• **Work item**
In this exercise, copy exactly the lines from the one that contains "You are to find white" through the end of the entries below; pictures are not copied.

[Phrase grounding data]
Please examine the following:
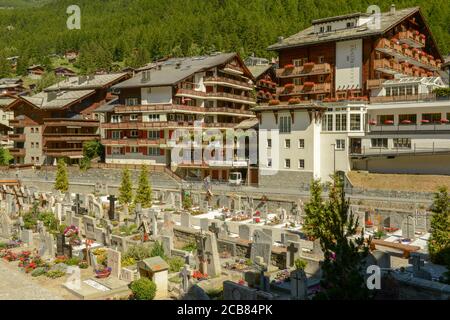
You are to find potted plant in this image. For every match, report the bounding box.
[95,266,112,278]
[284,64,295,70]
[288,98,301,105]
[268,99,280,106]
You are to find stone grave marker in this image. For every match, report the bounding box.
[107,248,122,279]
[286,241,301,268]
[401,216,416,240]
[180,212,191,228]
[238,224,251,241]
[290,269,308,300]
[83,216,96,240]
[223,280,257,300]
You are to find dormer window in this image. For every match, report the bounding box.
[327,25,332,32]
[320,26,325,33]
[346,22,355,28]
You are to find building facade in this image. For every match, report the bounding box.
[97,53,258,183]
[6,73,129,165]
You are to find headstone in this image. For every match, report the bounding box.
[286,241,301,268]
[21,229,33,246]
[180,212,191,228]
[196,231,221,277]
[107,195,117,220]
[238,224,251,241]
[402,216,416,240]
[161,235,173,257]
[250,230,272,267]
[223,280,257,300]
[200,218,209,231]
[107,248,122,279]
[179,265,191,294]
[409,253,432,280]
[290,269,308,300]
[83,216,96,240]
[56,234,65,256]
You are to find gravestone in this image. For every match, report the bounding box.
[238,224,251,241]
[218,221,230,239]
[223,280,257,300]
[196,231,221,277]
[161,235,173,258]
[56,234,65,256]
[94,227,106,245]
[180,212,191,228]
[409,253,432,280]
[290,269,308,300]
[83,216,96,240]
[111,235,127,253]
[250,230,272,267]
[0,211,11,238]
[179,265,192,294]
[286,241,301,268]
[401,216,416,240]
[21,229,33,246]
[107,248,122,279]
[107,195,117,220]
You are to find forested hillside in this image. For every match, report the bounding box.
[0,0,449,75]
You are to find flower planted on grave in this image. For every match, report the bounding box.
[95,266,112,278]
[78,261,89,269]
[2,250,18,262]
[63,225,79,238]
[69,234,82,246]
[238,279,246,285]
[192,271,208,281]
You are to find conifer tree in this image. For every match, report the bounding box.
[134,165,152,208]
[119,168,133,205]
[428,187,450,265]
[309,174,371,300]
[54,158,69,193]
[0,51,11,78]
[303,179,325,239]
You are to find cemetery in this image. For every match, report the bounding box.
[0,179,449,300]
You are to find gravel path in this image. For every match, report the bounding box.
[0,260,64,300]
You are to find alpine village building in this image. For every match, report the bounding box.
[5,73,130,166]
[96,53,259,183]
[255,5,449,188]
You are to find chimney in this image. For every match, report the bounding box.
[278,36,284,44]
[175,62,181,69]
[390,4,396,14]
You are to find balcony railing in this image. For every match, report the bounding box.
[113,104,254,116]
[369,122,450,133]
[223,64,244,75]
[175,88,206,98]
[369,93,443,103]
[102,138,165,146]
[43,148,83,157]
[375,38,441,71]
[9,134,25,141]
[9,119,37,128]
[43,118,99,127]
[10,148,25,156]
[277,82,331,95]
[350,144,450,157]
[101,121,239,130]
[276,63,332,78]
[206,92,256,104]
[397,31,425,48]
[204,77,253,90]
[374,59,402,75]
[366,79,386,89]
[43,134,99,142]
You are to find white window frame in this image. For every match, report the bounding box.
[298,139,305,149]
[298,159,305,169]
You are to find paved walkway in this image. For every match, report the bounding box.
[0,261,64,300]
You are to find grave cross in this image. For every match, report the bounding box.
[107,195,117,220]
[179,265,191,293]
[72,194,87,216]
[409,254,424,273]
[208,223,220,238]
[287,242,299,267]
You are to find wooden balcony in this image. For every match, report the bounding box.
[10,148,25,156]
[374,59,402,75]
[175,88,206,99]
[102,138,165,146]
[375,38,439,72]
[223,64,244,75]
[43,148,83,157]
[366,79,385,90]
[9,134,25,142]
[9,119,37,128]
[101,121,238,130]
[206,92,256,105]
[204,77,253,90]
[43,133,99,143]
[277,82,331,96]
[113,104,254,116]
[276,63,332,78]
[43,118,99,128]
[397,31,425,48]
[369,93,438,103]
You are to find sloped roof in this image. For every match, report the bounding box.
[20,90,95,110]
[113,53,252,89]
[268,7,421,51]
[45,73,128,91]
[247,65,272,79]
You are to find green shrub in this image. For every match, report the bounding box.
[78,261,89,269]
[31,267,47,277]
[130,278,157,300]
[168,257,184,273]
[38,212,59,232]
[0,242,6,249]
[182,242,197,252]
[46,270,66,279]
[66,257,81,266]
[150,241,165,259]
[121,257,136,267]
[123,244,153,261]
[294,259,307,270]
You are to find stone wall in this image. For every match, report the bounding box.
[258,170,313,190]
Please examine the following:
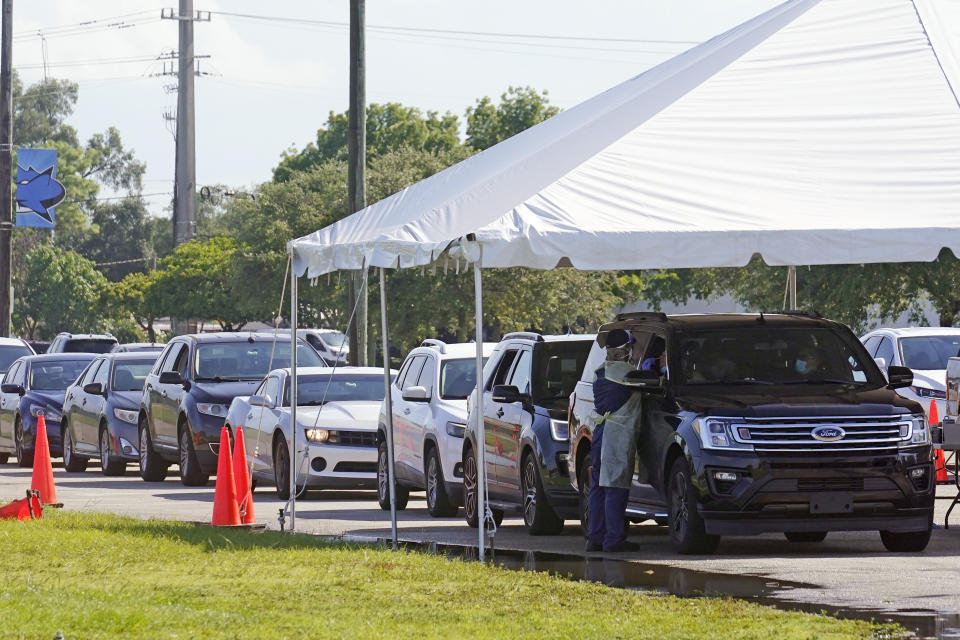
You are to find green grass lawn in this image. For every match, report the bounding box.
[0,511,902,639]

• **Task solution**
You are to find white window frame in this image. For every match, report the bounding box.
[298,139,305,149]
[298,159,305,169]
You are to find paved walkway in this image. For every match, report the bounding box.
[0,261,64,300]
You are to find grave cross in this image. For every match, report the bounding box.
[107,195,117,220]
[179,265,191,293]
[72,194,87,216]
[409,254,424,273]
[208,223,220,238]
[287,242,299,267]
You are to find wooden balcony in this image. For every match, report the bounding box.
[10,148,25,156]
[374,59,402,75]
[175,88,206,99]
[102,138,165,146]
[375,38,439,72]
[223,64,244,75]
[43,148,83,157]
[366,79,385,90]
[9,134,25,142]
[9,119,37,128]
[101,121,238,130]
[206,92,256,105]
[204,77,253,90]
[43,133,99,143]
[277,82,331,96]
[113,104,254,116]
[276,63,332,78]
[43,118,99,128]
[397,31,425,48]
[369,93,438,103]
You are to find sloped roof in this image. For every match, report the bounding box.
[20,90,95,110]
[113,53,252,89]
[268,7,421,51]
[45,73,128,91]
[247,65,272,79]
You are to find green shrub in this image. For every match, report the bounding box.
[78,261,89,269]
[31,267,47,277]
[130,278,157,300]
[168,257,184,273]
[38,212,59,232]
[0,242,6,249]
[182,242,197,252]
[46,270,66,279]
[66,257,81,266]
[150,241,165,259]
[121,257,136,267]
[123,244,153,261]
[294,259,307,270]
You are to find stone wall in this image. For every match, report the bounding box.
[258,170,313,190]
Please examine the following:
You are to find green grass lawn in this image. For every match, report the bounding box.
[0,511,902,639]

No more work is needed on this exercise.